** GIVEN DATA **
---

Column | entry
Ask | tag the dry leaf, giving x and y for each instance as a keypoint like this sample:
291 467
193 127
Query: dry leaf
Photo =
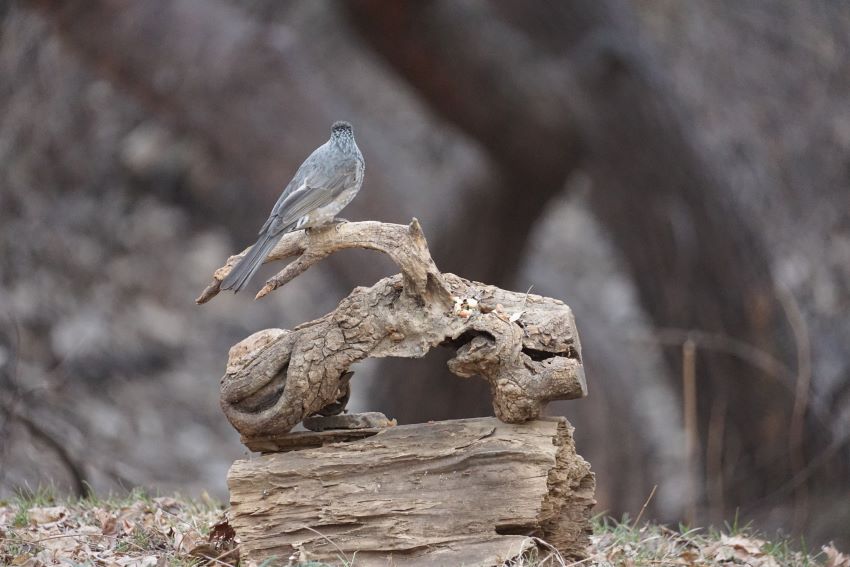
47 515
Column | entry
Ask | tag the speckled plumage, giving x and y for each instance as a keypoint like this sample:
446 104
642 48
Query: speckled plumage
323 185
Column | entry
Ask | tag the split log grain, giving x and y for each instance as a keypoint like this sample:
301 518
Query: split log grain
464 492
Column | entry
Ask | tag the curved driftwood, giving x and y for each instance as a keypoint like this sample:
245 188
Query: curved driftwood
525 345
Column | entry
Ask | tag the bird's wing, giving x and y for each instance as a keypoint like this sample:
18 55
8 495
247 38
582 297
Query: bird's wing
317 190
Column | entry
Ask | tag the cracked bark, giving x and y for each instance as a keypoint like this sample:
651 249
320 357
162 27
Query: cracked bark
526 346
463 492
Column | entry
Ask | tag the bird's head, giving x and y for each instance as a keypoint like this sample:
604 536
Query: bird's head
342 128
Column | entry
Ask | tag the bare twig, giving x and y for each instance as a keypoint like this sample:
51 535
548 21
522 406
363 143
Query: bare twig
645 504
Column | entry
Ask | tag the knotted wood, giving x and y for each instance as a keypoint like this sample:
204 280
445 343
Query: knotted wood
526 346
465 492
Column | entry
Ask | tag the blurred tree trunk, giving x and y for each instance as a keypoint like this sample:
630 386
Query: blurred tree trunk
568 79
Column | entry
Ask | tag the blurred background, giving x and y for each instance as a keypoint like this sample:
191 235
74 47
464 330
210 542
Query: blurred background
675 171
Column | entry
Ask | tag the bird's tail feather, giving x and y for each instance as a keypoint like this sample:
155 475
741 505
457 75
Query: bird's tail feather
251 262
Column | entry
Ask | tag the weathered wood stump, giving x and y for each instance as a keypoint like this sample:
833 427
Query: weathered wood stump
465 492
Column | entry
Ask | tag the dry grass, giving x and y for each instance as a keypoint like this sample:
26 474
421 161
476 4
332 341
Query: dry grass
138 530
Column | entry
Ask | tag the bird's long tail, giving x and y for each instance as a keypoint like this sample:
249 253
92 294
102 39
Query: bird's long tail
251 262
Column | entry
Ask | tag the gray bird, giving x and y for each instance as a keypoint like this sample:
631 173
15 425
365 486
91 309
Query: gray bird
324 184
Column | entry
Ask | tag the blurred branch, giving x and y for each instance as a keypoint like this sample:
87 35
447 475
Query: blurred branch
238 84
80 483
572 85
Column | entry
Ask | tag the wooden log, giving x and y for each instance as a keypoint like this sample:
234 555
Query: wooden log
526 346
462 492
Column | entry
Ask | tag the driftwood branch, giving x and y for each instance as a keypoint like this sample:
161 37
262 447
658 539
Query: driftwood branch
525 345
405 245
466 492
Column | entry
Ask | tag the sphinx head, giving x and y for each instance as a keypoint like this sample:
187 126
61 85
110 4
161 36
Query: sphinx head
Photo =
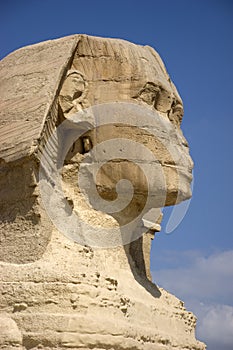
120 118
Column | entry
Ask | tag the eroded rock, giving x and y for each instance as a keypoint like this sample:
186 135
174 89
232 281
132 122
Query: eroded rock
63 294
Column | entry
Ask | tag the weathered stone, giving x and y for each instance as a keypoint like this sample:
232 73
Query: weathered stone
62 294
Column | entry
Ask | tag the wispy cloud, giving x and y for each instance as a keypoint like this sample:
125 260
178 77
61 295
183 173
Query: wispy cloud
205 283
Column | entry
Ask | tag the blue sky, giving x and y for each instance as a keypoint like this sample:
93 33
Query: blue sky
194 38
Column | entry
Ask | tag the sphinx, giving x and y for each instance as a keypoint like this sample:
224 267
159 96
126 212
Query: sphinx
79 115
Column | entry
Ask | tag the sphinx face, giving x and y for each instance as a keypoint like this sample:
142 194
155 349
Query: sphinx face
121 72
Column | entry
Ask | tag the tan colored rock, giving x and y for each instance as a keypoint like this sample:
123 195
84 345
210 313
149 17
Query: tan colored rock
63 294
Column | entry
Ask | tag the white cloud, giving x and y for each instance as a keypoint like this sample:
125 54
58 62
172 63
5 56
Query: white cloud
206 286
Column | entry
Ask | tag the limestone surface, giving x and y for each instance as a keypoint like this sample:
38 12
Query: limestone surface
67 106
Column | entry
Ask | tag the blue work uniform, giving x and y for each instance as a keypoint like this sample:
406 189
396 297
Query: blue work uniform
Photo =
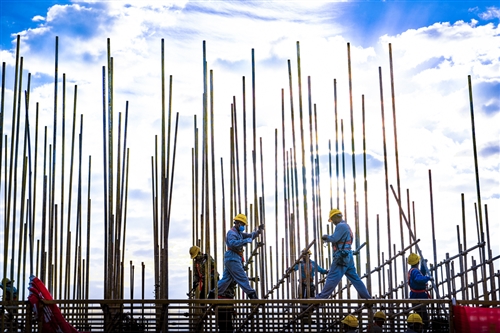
342 237
418 282
233 261
418 289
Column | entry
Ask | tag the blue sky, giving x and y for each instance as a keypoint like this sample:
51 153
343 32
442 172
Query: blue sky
363 21
436 45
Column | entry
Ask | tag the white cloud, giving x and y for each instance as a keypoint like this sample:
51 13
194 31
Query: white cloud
490 13
38 18
431 65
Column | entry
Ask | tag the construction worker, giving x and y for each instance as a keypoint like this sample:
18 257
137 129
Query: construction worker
378 321
343 262
226 312
349 324
417 281
308 274
236 238
200 266
414 323
9 291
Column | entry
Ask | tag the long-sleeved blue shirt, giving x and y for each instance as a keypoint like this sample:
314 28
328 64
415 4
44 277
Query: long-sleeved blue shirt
342 234
235 240
418 282
313 267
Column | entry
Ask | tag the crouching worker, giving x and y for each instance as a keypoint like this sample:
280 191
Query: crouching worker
308 268
349 324
378 321
415 323
236 238
202 263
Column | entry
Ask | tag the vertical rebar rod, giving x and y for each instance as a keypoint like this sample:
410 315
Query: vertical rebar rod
386 172
365 189
303 160
351 111
7 196
398 181
343 168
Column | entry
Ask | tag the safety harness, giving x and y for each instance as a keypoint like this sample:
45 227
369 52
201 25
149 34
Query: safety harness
234 250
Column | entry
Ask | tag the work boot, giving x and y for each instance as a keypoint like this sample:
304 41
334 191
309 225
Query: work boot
253 295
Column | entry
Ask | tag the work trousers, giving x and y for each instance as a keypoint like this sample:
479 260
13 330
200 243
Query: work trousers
233 271
336 273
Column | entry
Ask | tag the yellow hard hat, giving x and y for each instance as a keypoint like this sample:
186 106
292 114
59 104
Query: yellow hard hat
350 320
241 218
413 259
193 251
415 318
333 212
380 314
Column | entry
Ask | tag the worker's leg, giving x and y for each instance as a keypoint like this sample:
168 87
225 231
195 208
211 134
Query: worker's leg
332 280
353 276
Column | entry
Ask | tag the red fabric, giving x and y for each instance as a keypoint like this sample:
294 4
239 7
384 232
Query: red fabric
52 319
478 320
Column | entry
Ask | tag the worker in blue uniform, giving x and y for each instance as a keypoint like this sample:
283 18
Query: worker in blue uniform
417 281
307 274
236 239
343 262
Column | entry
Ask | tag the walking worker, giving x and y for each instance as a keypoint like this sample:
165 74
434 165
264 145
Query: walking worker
414 323
9 291
343 262
200 267
236 238
378 321
308 274
349 324
417 281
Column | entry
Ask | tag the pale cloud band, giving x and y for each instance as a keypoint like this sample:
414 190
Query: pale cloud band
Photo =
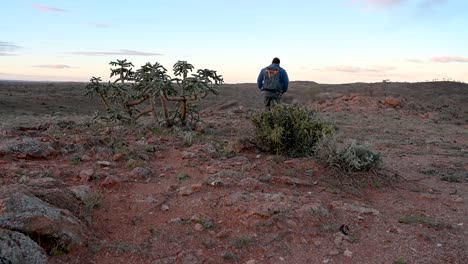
119 52
7 47
48 9
388 3
354 69
101 25
446 59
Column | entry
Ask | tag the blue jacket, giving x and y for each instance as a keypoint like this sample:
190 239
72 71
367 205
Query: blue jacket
284 80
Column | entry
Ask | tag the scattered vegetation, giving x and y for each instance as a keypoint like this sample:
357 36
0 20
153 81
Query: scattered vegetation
423 220
290 129
183 176
134 94
352 157
242 242
228 255
75 160
93 200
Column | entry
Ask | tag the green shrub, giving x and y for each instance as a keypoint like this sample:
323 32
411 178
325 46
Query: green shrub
290 129
351 157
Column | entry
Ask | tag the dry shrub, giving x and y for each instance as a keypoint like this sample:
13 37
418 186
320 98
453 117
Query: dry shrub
290 130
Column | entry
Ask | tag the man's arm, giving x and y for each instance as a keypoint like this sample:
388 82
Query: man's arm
260 80
285 81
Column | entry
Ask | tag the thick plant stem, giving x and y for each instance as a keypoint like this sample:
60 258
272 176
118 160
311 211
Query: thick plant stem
153 109
183 110
104 101
149 110
164 109
137 102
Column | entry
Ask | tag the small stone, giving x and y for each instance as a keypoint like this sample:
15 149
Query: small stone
85 158
210 169
339 240
109 181
196 186
198 227
185 191
119 156
104 163
224 233
86 175
21 156
81 191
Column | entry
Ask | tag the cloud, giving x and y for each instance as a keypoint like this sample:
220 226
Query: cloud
378 3
447 59
424 4
53 66
7 47
48 9
431 3
354 69
415 60
119 52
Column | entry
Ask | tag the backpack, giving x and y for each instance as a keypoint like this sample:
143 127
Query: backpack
271 81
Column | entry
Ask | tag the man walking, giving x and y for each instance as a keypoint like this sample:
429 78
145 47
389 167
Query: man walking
273 81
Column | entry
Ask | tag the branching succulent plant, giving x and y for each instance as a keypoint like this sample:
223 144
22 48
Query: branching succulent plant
134 94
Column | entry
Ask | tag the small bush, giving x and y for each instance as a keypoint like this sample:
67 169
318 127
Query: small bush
352 157
290 129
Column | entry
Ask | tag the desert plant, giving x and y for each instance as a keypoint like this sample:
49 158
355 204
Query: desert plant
290 129
133 94
350 157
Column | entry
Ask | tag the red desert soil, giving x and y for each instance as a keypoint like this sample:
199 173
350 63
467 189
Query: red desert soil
213 196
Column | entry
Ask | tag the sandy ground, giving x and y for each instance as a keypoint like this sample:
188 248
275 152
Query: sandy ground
213 196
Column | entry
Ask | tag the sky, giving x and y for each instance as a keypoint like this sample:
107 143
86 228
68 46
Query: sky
333 41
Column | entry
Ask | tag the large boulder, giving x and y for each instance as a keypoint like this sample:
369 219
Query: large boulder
18 248
28 147
52 227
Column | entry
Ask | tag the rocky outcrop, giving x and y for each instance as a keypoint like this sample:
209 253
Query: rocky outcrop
18 248
46 211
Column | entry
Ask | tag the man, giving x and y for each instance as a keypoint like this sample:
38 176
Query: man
273 81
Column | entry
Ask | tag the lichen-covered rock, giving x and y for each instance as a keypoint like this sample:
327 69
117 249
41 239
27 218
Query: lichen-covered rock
53 227
18 248
28 147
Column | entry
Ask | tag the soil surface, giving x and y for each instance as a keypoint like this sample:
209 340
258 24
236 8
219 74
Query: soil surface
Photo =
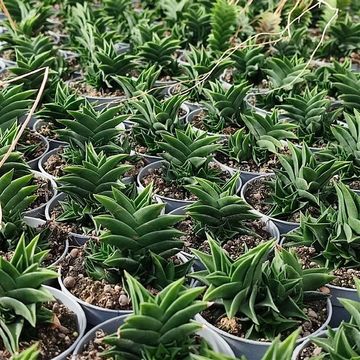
55 164
31 145
56 242
235 247
316 312
92 350
310 352
52 339
198 122
249 165
258 196
82 88
164 189
344 276
44 192
99 293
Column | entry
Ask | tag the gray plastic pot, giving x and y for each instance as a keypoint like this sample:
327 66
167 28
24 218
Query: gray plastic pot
34 162
43 159
337 292
53 143
303 345
95 314
112 325
35 223
255 350
283 226
270 227
339 312
80 315
192 105
39 212
78 239
244 175
171 204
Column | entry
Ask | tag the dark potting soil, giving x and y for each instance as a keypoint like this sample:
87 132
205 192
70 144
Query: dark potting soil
354 185
68 226
47 130
249 165
44 192
258 196
53 339
93 349
56 242
198 122
316 312
344 276
82 88
31 145
55 164
235 247
99 293
309 352
164 189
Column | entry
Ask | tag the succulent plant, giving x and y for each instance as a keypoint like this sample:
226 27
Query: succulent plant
311 112
64 100
225 107
259 139
197 24
341 343
248 63
302 181
152 117
101 128
14 103
219 211
97 174
199 69
161 325
343 39
347 144
31 353
160 52
347 84
334 234
189 154
17 194
138 239
268 294
223 26
106 63
144 83
22 294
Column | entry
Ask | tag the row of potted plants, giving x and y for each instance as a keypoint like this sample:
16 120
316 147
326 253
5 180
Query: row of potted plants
148 142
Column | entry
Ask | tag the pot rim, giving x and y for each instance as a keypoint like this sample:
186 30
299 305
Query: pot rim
243 190
263 343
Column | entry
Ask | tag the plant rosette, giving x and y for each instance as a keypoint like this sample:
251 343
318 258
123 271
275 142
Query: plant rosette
46 129
58 342
259 191
235 246
172 196
52 163
46 192
175 89
252 349
92 344
307 256
33 146
75 231
100 300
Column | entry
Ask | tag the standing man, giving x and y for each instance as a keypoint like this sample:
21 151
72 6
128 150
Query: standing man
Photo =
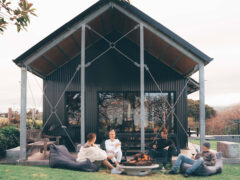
113 148
206 157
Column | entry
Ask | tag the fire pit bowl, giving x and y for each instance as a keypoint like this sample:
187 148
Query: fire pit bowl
138 170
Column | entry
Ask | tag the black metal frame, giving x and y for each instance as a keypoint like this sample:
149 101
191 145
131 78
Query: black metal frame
169 92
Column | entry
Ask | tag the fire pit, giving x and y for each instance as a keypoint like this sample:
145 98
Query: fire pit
140 165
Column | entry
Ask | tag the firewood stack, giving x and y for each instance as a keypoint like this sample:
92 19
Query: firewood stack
139 159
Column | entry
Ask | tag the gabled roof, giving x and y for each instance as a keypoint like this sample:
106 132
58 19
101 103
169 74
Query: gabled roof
64 44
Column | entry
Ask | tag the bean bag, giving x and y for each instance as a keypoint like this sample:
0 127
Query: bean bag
61 158
204 170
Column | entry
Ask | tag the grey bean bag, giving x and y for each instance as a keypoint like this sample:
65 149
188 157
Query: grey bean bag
206 170
60 158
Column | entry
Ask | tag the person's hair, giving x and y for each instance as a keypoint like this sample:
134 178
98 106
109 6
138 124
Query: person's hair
112 130
91 136
165 130
207 145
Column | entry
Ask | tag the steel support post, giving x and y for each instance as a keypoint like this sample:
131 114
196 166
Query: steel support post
23 115
83 85
202 105
142 87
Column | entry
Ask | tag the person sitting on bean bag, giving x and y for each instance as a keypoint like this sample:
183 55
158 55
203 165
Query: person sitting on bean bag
95 154
206 157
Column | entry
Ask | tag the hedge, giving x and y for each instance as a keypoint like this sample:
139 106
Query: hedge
9 138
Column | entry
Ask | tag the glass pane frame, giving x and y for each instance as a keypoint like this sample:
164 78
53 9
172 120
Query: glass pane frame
132 113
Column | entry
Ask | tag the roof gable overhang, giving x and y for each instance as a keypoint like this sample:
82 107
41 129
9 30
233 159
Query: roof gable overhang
102 18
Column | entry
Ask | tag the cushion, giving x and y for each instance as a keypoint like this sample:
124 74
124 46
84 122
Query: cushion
204 170
61 158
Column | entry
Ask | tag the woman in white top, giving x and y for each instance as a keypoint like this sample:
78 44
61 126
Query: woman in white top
95 154
113 148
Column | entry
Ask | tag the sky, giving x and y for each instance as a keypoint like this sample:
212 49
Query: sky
213 26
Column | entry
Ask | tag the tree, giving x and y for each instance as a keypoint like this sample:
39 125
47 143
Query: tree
15 14
194 110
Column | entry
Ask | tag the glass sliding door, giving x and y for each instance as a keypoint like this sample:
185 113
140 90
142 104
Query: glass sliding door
121 111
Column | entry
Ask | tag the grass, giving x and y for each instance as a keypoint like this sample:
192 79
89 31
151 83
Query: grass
230 172
213 144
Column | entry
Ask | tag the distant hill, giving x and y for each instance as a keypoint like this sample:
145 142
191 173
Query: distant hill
224 123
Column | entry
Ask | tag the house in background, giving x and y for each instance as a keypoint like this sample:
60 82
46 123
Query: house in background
113 66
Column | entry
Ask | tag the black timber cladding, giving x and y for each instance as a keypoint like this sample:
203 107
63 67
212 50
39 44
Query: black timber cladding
112 72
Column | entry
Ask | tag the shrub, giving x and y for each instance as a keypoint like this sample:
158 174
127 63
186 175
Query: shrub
3 144
4 122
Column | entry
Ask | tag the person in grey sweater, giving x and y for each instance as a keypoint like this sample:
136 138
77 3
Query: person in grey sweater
206 157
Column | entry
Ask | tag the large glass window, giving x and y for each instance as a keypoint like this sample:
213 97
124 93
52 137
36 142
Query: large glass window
121 111
73 108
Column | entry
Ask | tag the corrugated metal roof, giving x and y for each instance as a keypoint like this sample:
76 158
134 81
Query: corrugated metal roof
133 10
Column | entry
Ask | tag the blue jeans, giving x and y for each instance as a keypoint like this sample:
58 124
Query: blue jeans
184 159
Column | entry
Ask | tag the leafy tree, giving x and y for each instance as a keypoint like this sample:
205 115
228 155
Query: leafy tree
15 14
126 1
194 110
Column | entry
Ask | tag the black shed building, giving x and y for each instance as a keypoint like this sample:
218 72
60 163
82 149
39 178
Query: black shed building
113 66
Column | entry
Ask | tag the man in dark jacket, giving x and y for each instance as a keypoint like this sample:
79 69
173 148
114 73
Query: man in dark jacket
206 157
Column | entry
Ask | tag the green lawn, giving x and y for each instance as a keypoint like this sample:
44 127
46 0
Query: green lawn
213 144
27 172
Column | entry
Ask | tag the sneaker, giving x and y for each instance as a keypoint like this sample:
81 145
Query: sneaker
172 172
163 169
115 171
186 175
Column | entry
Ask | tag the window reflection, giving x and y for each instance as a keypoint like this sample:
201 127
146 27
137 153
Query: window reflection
73 108
121 111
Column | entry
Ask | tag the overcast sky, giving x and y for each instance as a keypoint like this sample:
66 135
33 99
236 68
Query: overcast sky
213 26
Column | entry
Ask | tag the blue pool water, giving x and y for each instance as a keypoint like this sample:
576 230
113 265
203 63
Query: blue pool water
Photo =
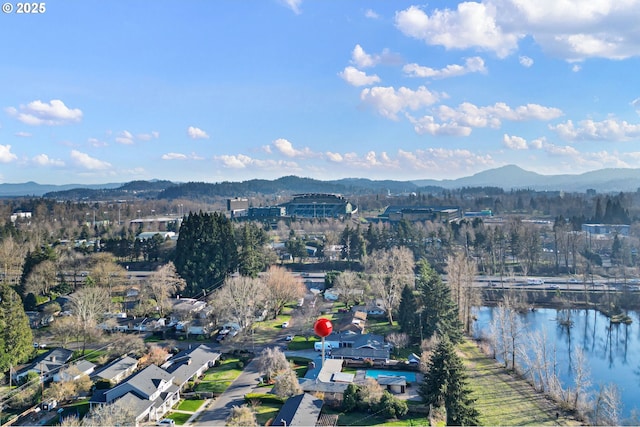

---

** WHAT YOU SHOULD DO **
Give the number of lines in the records above that contain the word "water". Reply with that number alone.

** RESPONSE FOR THIS EXERCISE **
2